## GIVEN INSTRUCTION
Reproduce the material below with every occurrence of "photo" replaced by "image" and everything else left unchanged. Omit the pictures from your answer.

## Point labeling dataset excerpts
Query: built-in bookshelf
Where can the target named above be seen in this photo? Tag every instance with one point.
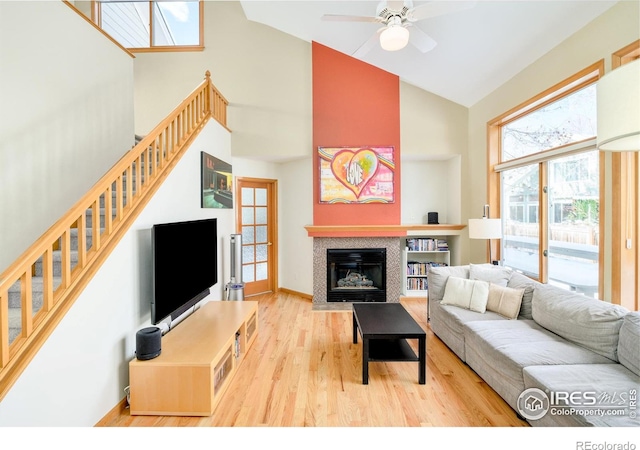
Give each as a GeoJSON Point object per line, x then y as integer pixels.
{"type": "Point", "coordinates": [419, 254]}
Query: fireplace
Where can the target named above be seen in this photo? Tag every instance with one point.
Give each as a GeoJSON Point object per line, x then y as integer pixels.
{"type": "Point", "coordinates": [356, 274]}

## OUTPUT OF THE TASK
Query: built-in bookshelf
Where can the target named above be seen in this image? Tag every instance with one point.
Give each as a GeoJSON Point object per line, x then y as integer pixels.
{"type": "Point", "coordinates": [419, 254]}
Query: fireplace
Where can the target named above be seen in this image? Tag every instance with one point.
Give each as a GeoJSON Point object per line, x then y as integer pixels.
{"type": "Point", "coordinates": [356, 274]}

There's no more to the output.